## Task instructions
Start at the line containing "Detection target: white wall" and stop after the line containing "left=418, top=219, right=536, bottom=297". Give those lines again with "black cooktop" switched to "black stovetop" and everything else unchanged.

══ Extracted entries

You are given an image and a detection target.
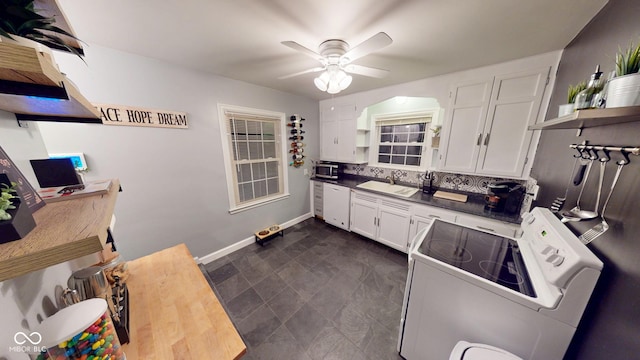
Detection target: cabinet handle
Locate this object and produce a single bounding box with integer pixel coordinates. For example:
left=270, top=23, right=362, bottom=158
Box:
left=476, top=225, right=496, bottom=232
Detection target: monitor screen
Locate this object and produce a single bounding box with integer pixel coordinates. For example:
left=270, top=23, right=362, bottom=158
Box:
left=30, top=158, right=81, bottom=188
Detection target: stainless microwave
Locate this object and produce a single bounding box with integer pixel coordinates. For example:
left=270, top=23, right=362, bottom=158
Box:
left=316, top=163, right=342, bottom=180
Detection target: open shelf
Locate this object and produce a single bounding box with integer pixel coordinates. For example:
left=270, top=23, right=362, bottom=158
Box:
left=0, top=179, right=120, bottom=281
left=529, top=106, right=640, bottom=130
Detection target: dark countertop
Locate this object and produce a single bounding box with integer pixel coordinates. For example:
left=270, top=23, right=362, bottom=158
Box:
left=311, top=175, right=522, bottom=224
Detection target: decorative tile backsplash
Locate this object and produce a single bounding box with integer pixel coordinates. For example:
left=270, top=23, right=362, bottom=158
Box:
left=344, top=164, right=538, bottom=213
left=344, top=164, right=525, bottom=194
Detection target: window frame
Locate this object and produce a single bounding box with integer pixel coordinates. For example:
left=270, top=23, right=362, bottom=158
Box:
left=218, top=104, right=290, bottom=214
left=368, top=108, right=441, bottom=171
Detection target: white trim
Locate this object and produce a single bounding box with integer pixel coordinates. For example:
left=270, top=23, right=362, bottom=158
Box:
left=218, top=103, right=289, bottom=214
left=195, top=212, right=313, bottom=264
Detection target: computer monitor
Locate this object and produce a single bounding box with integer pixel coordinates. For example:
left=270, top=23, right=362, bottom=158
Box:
left=30, top=158, right=82, bottom=188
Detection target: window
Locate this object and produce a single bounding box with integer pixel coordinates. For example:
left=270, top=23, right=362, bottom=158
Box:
left=369, top=110, right=436, bottom=170
left=218, top=105, right=289, bottom=214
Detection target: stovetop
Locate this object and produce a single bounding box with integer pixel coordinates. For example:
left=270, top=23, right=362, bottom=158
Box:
left=418, top=220, right=536, bottom=297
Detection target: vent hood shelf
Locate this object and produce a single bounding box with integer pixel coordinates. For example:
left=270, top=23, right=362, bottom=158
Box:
left=529, top=106, right=640, bottom=130
left=0, top=42, right=101, bottom=123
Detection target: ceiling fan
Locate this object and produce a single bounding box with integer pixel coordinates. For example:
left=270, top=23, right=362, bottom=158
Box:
left=279, top=32, right=393, bottom=94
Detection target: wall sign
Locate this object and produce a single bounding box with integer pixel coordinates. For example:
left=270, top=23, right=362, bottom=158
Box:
left=93, top=104, right=189, bottom=129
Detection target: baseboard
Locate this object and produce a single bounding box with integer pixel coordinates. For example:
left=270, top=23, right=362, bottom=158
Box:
left=196, top=212, right=313, bottom=264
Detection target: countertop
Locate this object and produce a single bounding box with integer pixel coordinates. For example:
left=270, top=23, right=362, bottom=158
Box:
left=122, top=244, right=247, bottom=360
left=311, top=175, right=522, bottom=224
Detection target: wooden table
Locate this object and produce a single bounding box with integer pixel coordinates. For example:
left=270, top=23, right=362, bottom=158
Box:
left=123, top=244, right=247, bottom=360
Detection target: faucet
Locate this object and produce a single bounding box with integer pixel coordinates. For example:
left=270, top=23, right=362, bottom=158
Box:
left=385, top=171, right=396, bottom=185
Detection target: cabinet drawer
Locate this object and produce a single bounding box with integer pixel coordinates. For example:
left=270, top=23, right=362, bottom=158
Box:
left=412, top=205, right=456, bottom=221
left=456, top=215, right=520, bottom=237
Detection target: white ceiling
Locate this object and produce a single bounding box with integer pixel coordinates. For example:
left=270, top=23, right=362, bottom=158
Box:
left=58, top=0, right=608, bottom=99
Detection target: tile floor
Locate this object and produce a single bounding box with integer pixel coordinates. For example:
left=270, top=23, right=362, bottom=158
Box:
left=204, top=218, right=407, bottom=360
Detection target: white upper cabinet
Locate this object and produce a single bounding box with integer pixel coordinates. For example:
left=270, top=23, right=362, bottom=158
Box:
left=440, top=67, right=550, bottom=178
left=320, top=104, right=362, bottom=163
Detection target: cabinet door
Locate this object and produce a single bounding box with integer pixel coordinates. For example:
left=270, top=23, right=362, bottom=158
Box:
left=376, top=199, right=411, bottom=252
left=440, top=79, right=493, bottom=173
left=350, top=191, right=378, bottom=239
left=476, top=68, right=549, bottom=177
left=322, top=183, right=350, bottom=230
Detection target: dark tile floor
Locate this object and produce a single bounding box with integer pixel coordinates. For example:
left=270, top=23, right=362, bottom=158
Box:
left=204, top=218, right=407, bottom=360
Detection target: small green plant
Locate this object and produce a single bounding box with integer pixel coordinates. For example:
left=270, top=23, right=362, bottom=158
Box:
left=0, top=0, right=82, bottom=59
left=0, top=182, right=17, bottom=221
left=567, top=81, right=587, bottom=104
left=616, top=43, right=640, bottom=76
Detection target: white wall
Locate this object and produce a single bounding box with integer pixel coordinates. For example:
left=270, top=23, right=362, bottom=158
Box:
left=40, top=45, right=318, bottom=259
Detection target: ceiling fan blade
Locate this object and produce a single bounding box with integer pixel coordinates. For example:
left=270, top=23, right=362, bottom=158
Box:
left=281, top=41, right=323, bottom=61
left=278, top=67, right=324, bottom=80
left=344, top=64, right=389, bottom=78
left=342, top=32, right=393, bottom=62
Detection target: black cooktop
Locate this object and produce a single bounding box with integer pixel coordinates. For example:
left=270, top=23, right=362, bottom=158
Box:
left=418, top=219, right=536, bottom=297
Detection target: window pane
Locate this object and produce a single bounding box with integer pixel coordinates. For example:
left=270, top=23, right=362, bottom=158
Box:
left=253, top=180, right=267, bottom=198
left=264, top=142, right=276, bottom=159
left=380, top=134, right=393, bottom=143
left=231, top=141, right=249, bottom=160
left=392, top=145, right=407, bottom=155
left=407, top=156, right=420, bottom=166
left=391, top=156, right=404, bottom=165
left=262, top=123, right=276, bottom=140
left=238, top=164, right=252, bottom=183
left=407, top=146, right=422, bottom=155
left=267, top=179, right=280, bottom=195
left=409, top=133, right=424, bottom=143
left=229, top=120, right=247, bottom=140
left=393, top=134, right=409, bottom=142
left=266, top=161, right=278, bottom=178
left=238, top=183, right=254, bottom=202
left=251, top=163, right=266, bottom=180
left=249, top=142, right=264, bottom=160
left=247, top=121, right=262, bottom=140
left=380, top=125, right=393, bottom=134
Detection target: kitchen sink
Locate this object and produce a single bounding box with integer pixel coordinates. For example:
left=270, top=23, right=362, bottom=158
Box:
left=356, top=180, right=418, bottom=197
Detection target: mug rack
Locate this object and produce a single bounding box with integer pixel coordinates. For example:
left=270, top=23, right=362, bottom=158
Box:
left=287, top=114, right=305, bottom=168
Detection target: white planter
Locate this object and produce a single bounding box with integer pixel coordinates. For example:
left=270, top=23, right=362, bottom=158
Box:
left=606, top=74, right=640, bottom=108
left=558, top=104, right=574, bottom=117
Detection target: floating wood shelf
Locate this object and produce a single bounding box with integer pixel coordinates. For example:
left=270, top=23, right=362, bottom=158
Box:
left=0, top=42, right=101, bottom=123
left=0, top=179, right=120, bottom=281
left=529, top=106, right=640, bottom=130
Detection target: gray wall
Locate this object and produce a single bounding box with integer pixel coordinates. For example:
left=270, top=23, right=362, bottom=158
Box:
left=35, top=45, right=318, bottom=259
left=532, top=0, right=640, bottom=360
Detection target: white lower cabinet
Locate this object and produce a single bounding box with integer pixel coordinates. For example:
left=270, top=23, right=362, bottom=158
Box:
left=350, top=191, right=411, bottom=252
left=322, top=183, right=351, bottom=230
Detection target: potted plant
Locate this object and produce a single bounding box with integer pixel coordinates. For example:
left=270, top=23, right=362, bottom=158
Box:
left=558, top=81, right=587, bottom=117
left=0, top=174, right=36, bottom=244
left=0, top=0, right=82, bottom=59
left=605, top=43, right=640, bottom=108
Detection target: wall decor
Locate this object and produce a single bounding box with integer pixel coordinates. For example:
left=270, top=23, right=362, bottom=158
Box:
left=287, top=114, right=305, bottom=168
left=93, top=104, right=189, bottom=129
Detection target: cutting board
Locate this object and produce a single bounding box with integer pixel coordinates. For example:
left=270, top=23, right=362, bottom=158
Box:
left=433, top=190, right=467, bottom=202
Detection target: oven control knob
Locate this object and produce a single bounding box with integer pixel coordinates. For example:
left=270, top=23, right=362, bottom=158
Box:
left=547, top=254, right=564, bottom=267
left=540, top=245, right=558, bottom=261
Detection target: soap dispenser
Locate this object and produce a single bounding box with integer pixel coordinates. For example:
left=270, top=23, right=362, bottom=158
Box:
left=574, top=65, right=604, bottom=110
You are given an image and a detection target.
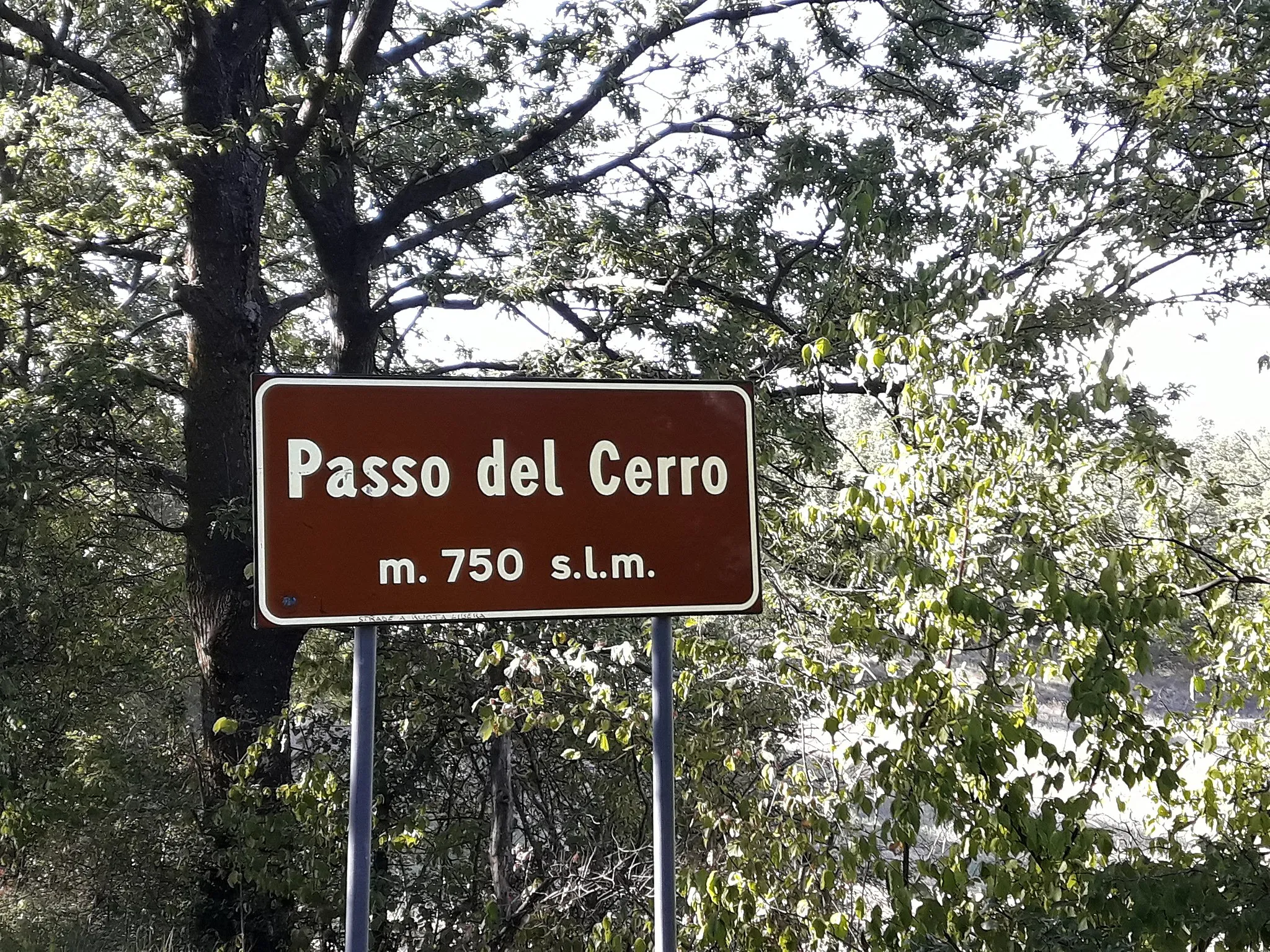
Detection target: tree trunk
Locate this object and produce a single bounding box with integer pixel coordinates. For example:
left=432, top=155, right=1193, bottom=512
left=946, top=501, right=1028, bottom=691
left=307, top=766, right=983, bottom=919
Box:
left=489, top=665, right=515, bottom=923
left=177, top=0, right=301, bottom=952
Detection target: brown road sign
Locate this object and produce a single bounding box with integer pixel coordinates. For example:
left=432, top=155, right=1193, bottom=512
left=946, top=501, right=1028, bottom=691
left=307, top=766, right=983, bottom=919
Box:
left=254, top=377, right=760, bottom=625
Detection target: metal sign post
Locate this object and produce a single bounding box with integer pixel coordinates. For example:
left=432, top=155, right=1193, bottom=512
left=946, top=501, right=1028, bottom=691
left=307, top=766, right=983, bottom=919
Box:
left=344, top=625, right=376, bottom=952
left=252, top=374, right=762, bottom=952
left=653, top=617, right=676, bottom=952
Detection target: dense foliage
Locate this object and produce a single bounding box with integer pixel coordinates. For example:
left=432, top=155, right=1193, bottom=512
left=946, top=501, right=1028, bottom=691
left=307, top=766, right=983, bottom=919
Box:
left=0, top=0, right=1270, bottom=952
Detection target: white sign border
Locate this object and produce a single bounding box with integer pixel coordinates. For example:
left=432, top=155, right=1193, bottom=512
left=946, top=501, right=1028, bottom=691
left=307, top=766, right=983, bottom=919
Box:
left=252, top=376, right=762, bottom=627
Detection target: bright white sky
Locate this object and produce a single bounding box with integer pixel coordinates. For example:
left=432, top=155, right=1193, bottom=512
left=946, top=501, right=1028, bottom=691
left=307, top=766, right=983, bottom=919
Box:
left=412, top=7, right=1270, bottom=439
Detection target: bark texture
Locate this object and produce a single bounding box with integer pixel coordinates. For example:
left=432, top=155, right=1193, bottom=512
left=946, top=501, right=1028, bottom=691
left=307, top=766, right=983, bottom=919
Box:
left=177, top=0, right=301, bottom=952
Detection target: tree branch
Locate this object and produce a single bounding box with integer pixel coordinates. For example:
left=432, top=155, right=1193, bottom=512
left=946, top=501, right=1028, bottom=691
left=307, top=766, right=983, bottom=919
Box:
left=367, top=0, right=726, bottom=245
left=115, top=363, right=189, bottom=400
left=0, top=2, right=155, bottom=133
left=41, top=226, right=162, bottom=264
left=424, top=361, right=521, bottom=377
left=268, top=0, right=314, bottom=70
left=545, top=298, right=623, bottom=361
left=770, top=379, right=904, bottom=400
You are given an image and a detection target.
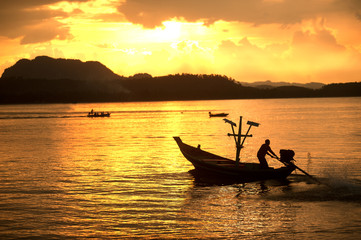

════

## Solved exercise
Detection target: white wall
Locate this object and produce a single bounding box with integer pixel coordinates. For example:
left=270, top=23, right=362, bottom=158
Box:
left=40, top=45, right=318, bottom=259
Detection target: ceiling fan blade
Locate this object and produce a single bounding box with integer pixel coordinates. For example:
left=270, top=23, right=362, bottom=158
Box:
left=281, top=41, right=323, bottom=61
left=278, top=67, right=324, bottom=80
left=344, top=64, right=389, bottom=78
left=342, top=32, right=393, bottom=62
Detection target: black stovetop
Locate this object and produce a single bounding box with integer pixel coordinates. For example:
left=270, top=23, right=362, bottom=158
Box:
left=418, top=219, right=536, bottom=297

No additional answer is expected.